## TEXTE SOURCE
+ + + + + + +

# [portage] net-zope/zope-fixers failed (en cours)

## noobux

Bonjour à vous tous !

Je tente de compiler kde mais j'ai un problème : je bloque sur la phase emerge net-zope/zope-fixers-1.0, malgré de nombreux test pour palier ce problème (qui vient de python) j'ai fais un emerge -v system vérifié gcc tenté eselect python set 2.7 mais ça bug toujours ... Voilà les logs ça sera plus parlant :

build.log ===========> http://pastebin.com/DjCzc0YL

emerge --info ==========> http://paste.pocoo.org/show/438552

emerge -pqv ============> http://paste.pocoo.org/show/438555

on voit dans le build.log qu'il n'arrive pas à importer le module python setuptools, manuellement, (python en ligne de commande) un import setuptools ne marche pas avec python 3.2 maiss fonctionne avec python 2.7, j'ai donc tenté un eselect python set 1 (2.7) puis emerge zope-fixers mais pareil ! j'ai aussi essayé de rajouter l'use python2 dans le package.use (pour net-zope/zope-fixers).

Merci d'avance je suis vraiment à cour d'idée là ^^.

+ + + + + + +

## SECTION DONNÉES
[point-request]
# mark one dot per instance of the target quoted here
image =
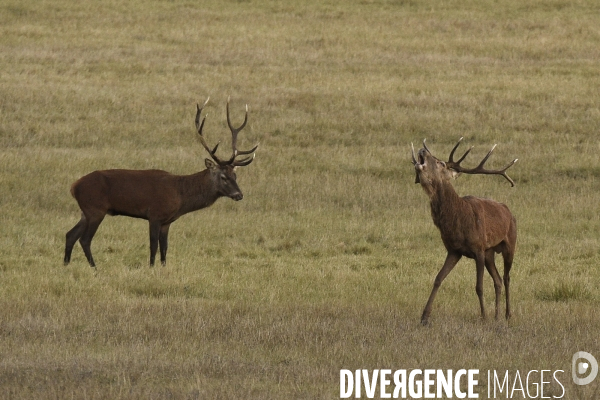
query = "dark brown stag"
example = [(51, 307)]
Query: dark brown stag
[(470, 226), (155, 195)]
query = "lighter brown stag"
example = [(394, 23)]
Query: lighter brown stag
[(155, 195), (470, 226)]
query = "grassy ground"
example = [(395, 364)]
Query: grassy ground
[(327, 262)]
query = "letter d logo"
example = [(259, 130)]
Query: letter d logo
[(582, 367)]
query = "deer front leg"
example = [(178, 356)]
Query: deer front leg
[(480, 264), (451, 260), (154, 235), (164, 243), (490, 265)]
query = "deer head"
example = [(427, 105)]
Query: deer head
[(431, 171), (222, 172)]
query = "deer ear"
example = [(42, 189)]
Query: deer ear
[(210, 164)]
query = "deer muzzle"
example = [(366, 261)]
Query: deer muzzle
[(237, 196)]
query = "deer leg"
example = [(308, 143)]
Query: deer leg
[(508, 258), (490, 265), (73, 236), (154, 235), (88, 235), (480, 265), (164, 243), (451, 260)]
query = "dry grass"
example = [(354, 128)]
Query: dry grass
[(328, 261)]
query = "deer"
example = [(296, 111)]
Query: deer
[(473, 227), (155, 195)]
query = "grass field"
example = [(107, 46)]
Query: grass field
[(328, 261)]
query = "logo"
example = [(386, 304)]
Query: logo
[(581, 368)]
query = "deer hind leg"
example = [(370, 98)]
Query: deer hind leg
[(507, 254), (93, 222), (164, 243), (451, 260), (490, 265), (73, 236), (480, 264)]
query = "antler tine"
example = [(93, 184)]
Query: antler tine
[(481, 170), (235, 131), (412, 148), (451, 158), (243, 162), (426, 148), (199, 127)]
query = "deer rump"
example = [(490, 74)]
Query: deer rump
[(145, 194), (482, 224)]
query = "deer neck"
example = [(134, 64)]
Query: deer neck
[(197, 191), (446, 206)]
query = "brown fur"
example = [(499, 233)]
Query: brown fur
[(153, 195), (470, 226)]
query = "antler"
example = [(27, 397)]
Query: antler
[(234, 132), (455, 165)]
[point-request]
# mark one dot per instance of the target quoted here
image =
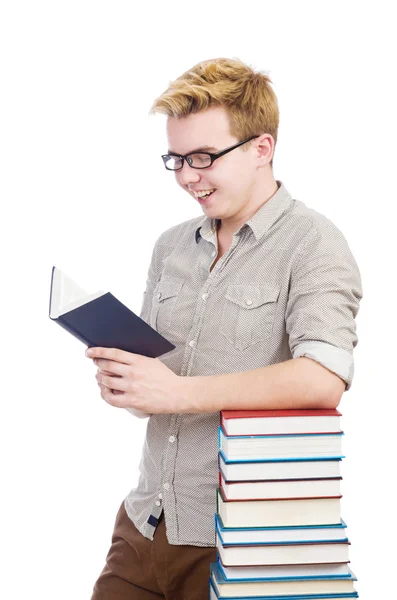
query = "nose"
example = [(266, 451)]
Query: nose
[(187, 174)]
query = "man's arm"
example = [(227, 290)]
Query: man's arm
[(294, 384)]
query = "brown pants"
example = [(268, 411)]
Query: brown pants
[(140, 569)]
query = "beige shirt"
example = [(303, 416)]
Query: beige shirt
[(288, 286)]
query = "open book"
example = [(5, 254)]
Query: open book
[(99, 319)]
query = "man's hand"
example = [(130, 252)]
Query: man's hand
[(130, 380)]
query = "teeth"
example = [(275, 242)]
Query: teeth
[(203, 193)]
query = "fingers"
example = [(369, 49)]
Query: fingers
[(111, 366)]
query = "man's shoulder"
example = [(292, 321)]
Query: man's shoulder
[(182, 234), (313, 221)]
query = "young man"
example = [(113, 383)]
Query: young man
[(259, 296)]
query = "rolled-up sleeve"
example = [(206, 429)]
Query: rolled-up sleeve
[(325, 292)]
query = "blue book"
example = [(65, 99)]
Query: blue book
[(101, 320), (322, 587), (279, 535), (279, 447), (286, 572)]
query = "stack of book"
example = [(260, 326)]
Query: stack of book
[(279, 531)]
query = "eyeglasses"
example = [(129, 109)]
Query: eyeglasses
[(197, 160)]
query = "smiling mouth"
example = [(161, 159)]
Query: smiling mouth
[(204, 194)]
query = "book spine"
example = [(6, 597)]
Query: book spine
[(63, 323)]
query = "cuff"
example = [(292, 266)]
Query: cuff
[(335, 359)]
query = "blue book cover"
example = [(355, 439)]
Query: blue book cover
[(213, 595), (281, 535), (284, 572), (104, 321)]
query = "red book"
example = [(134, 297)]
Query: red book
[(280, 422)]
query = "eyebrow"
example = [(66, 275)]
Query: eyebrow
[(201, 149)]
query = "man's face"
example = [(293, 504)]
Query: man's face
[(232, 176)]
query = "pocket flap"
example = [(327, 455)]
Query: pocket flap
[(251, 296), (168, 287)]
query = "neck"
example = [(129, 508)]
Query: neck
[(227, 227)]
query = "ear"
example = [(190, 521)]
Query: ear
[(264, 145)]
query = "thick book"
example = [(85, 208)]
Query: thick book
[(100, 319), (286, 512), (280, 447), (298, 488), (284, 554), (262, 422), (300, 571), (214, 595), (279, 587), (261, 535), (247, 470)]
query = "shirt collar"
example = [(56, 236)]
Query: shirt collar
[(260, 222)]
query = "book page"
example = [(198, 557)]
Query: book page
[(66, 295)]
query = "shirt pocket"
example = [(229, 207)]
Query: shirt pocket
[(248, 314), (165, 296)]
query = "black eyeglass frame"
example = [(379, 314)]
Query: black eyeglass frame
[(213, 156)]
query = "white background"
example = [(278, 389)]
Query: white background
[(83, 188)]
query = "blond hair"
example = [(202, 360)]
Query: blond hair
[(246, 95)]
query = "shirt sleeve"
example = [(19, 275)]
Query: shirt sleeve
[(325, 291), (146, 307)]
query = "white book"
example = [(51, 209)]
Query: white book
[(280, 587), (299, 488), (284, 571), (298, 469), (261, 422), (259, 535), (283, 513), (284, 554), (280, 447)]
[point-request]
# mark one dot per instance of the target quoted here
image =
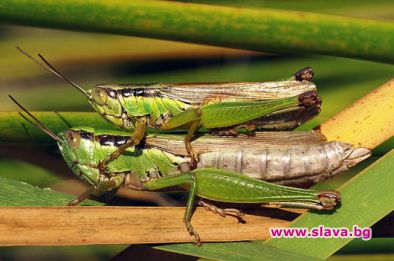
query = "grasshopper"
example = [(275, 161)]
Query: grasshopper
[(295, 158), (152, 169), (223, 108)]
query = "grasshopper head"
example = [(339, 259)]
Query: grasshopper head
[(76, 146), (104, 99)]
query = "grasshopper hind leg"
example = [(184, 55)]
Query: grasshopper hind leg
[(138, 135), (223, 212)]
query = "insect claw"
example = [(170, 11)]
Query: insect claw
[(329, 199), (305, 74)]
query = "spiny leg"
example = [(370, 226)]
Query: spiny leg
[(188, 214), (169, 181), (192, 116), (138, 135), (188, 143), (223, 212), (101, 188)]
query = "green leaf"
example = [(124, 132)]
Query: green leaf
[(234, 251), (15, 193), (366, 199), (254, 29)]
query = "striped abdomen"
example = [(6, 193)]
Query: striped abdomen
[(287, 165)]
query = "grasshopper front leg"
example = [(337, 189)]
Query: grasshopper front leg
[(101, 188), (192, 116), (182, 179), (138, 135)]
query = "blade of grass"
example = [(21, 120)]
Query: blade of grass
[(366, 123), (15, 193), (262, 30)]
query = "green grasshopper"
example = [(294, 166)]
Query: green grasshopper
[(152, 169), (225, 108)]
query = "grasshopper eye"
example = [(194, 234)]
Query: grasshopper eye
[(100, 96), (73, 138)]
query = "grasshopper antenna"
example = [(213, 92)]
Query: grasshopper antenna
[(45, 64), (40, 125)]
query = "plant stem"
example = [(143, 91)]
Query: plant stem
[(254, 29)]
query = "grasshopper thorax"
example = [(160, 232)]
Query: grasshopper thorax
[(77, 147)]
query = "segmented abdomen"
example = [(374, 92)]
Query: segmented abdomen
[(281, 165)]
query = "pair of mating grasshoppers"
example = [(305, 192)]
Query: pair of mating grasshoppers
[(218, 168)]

+ + + + + + +

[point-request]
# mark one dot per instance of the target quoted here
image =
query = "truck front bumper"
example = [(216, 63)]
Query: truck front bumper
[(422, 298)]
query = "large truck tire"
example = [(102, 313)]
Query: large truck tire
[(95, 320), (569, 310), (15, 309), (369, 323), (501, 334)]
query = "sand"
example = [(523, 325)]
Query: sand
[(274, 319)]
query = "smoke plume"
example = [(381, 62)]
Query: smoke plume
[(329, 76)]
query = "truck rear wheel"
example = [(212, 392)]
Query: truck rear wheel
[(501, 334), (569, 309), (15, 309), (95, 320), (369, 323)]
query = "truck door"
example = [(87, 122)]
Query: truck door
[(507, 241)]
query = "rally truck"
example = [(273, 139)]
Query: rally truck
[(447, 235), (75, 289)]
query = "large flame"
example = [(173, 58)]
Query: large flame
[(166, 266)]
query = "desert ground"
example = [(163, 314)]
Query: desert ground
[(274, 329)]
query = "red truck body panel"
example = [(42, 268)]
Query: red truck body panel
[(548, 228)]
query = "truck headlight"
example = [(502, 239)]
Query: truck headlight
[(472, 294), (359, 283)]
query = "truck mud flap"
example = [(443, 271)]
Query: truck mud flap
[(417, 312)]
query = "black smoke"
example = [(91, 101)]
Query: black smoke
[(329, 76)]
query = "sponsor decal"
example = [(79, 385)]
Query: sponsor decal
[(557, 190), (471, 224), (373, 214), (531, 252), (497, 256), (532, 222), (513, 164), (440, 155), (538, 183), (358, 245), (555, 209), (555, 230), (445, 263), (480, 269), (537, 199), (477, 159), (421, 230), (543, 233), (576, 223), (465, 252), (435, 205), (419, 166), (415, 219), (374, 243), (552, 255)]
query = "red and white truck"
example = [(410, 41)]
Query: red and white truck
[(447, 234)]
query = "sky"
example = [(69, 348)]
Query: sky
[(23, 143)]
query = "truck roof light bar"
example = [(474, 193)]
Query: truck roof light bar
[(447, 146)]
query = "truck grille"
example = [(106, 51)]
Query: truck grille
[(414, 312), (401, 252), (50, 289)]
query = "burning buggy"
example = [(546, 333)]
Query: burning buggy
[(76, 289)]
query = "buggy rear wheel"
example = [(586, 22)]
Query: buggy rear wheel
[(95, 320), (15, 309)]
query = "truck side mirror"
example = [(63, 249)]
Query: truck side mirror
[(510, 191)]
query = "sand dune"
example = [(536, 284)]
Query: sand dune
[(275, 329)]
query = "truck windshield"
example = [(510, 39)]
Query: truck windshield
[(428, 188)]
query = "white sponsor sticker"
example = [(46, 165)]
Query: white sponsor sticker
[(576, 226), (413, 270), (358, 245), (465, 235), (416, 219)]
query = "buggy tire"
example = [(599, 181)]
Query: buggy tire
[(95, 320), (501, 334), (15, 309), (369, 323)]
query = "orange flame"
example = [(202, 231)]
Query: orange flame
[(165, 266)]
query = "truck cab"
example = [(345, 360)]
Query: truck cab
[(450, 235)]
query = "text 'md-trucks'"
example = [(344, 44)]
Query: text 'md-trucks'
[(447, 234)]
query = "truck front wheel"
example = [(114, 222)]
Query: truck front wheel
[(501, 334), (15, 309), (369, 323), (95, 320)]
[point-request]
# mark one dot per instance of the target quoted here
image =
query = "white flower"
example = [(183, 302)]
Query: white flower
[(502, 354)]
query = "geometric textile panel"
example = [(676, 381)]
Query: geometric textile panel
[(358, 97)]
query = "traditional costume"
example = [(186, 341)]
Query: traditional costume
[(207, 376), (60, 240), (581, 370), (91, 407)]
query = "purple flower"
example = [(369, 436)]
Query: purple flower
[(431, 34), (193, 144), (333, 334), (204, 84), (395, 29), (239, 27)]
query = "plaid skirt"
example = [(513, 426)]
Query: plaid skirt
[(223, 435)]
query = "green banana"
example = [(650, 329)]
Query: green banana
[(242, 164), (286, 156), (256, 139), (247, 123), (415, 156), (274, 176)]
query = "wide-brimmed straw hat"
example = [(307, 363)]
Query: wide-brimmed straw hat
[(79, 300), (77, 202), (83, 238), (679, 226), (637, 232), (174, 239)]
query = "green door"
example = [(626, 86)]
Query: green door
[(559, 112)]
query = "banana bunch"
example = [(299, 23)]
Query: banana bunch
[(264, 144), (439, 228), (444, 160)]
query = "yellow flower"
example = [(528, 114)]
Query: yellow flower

+ + + + + + +

## CONSIGNES
(1) D'après le texte sur zope-fixers, les affirmations suivantes sont-elles exactes ? Répondez par oui ou non pour chacune, en citant les mots du texte qui tranchent. (a) L'auteur cherche à compiler KDE. (b) Un import setuptools fonctionne avec python 3.2. (c) L'auteur dit avoir essayé d'ajouter l'use python2 dans le package.use.
(2) Dans le texte sur zope-fixers, quel module python le build.log montre-t-il impossible à importer ?
(3) Poursuivez le texte sur zope-fixers après sa dernière phrase.

## CORRIGÉS
(1)
(a) Oui : « Je tente de compiler kde ».
(b) Non : « un import setuptools ne marche pas avec python 3.2 ».
(c) Oui : « j'ai aussi essayé de rajouter l'use python2 dans le package.use (pour net-zope/zope-fixers) ».

(2) Le module setuptools.

(3)
----------

## _Seth_

Salut,

Est ce que tu as bien fait un update-env et un source /etc/profile après ton passage de python-3.2 à 2.7 ?

----------

## Poussin

Tout changement de version de python via eselect demande la recompilation des modules via python-updater

----------

## guilc

 *Poussin wrote:*   

> Tout changement de version de python via eselect demande la recompilation des modules via python-updater

 

Heu... non.

Si tu as 2 versions de python installées, emerge va automatiquement installer les modules pour les 2 versions. Du moins en ce qui concerne les modules python compatibles entre les 2 versions (c'est précisé dans les ebuilds).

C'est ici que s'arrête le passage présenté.